Ce n’est pas un hasard si les débats très vifs autour de l’ouvrage de Pomeranz ont focalisé l’attention sur les données quantitatives et les estimations des revenus par tête en Chine et en Angleterre, puis, progressivement, en Inde, au Japon et dans d’autres pays européens que l’Angleterre. Des légions d’économistes et leurs étudiants se sont évertués à trouver et analyser des données, à multiplier les estimations sans toutefois jamais se poser la question de leurs sources (26). Outre les problèmes sérieux que posent ces données prises telles quelles, cette attention obsessionnelle accordée à la croissance économique a conduit à ignorer les problèmes de distribution et d’inégalités à l’intérieur de chaque pays et entre les pays. L’enthousiasme pour la globalisation, vue pendant les années 1990 comme un facteur de bien-être pour l’ensemble de l’humanité, était bien à l’origine de cette posture. Les années suivantes ont balayé cette confiance. Le problème est que, malgré ses prémisses, la « grande divergence » renverse les thèses de Weber mais en garde les postulats principaux et donc, son européocentrisme. Pomeranz explique la dynamique chinoise à partir des mêmes critères que ceux utilisés par les autres historiens pour expliquer la suprématie européenne, à savoir l’essor démographique, la protection de la propriété privée, la dynamique commerciale et proto-industrielle (27). Autrement dit, il reste tributaire du modèle idéal anglais, fait de privatisations des terres communes, prolétarisation, industrialisation, esprit bourgeois et individualiste, etc., et il l’élargit ensuite à la Chine. Le débat sur la grande divergence est donc le résultat de la pensée unique et de la chute du Mur : il existe un seul modèle du développement, celui du capitalisme idéal. Ce débat reflète parfaitement l’enthousiasme pour le capitalisme comme seule voie vers la modernité des années 1990. Les différences entre les pays renvoient à leurs dotations respectives en ressources, tandis que des institutions partout uniformes (protection de la propriété privée, de la concurrence) garantissent le bien-être universel.

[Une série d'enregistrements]

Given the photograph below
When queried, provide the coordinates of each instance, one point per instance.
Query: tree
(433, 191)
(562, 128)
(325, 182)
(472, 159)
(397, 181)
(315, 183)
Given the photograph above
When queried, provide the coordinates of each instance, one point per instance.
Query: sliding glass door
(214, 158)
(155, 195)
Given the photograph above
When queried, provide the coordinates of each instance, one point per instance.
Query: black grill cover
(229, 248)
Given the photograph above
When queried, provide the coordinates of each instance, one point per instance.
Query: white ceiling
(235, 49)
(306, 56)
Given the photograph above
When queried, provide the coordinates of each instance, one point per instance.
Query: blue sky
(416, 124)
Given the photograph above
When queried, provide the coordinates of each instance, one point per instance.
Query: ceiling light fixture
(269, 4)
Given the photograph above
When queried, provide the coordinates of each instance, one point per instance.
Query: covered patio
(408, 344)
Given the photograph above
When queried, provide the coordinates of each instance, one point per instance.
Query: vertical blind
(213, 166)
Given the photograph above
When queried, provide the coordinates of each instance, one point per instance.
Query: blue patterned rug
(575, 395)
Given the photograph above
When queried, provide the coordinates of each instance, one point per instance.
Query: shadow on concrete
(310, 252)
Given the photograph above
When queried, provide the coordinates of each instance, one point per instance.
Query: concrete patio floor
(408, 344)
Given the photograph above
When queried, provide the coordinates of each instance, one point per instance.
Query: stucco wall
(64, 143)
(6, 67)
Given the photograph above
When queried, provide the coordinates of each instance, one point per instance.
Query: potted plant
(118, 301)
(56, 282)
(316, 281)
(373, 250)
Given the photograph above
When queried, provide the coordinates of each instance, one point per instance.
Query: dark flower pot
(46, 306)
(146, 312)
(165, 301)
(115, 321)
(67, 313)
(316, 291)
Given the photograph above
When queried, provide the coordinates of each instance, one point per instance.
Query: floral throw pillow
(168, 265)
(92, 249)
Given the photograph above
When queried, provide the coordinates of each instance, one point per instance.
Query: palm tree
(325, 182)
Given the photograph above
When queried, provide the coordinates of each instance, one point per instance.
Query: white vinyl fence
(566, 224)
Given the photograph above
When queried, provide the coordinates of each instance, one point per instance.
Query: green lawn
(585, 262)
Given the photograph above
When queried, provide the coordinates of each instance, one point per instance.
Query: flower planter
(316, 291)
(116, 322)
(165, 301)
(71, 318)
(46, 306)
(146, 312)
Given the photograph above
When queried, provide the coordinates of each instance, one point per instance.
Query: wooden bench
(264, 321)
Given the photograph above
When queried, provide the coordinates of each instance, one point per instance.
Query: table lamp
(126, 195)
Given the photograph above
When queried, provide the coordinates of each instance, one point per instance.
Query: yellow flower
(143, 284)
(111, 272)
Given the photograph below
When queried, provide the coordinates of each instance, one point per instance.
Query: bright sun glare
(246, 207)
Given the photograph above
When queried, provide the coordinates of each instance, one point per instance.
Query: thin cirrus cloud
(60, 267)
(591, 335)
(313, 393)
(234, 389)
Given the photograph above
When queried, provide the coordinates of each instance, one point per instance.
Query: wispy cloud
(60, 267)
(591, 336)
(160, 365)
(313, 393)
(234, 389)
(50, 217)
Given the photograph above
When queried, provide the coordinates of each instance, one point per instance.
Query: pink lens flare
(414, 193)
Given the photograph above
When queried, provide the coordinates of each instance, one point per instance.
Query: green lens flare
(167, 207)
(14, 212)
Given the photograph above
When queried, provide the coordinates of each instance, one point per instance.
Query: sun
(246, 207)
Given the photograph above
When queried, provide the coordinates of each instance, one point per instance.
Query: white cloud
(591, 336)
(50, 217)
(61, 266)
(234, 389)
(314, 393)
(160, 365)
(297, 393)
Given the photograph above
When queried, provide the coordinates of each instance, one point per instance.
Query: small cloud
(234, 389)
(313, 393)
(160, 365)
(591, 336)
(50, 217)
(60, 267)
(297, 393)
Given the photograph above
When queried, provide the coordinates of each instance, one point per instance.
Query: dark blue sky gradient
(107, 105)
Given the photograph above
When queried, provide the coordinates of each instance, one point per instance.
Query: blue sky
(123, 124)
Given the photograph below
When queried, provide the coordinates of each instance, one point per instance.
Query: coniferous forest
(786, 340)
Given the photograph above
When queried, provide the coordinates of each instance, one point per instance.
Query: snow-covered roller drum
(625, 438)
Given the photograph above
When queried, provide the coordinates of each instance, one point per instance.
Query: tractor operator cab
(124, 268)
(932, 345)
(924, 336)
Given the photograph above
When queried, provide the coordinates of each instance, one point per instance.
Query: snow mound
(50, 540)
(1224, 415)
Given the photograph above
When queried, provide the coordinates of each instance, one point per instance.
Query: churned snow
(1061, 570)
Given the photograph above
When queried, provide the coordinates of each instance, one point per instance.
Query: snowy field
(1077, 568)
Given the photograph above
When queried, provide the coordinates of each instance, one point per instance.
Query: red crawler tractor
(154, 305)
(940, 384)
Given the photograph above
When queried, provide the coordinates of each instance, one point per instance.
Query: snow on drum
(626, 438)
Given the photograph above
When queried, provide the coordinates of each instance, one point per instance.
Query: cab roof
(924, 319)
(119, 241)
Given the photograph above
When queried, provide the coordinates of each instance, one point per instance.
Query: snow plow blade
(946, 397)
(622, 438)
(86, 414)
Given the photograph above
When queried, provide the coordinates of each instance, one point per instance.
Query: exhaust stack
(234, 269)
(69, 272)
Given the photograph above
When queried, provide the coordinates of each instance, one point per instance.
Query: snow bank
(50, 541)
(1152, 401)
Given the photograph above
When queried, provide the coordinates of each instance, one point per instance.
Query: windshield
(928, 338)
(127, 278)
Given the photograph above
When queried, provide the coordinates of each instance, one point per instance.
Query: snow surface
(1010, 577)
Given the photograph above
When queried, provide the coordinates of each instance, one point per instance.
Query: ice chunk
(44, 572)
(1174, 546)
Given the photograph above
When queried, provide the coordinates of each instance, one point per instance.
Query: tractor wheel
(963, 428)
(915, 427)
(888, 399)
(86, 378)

Demande écrite
Pour chacune des affirmations ci-dessous, précisez par oui ou par non si elle concorde avec l'extrait, en citant à l'identique les mots de l'extrait qui permettent de trancher.
1. Les économistes qui ont analysé les données se sont interrogés sur leurs sources.
2. La « grande divergence » conserve l'européocentrisme propre aux thèses de Weber.
3. La confiance placée dans la globalisation au cours des années 1990 s'est renforcée les années suivantes.

Réponse
1. Non : « sans toutefois jamais se poser la question de leurs sources »
2. Oui : « en garde les postulats principaux et donc, son européocentrisme »
3. Non : « Les années suivantes ont balayé cette confiance. »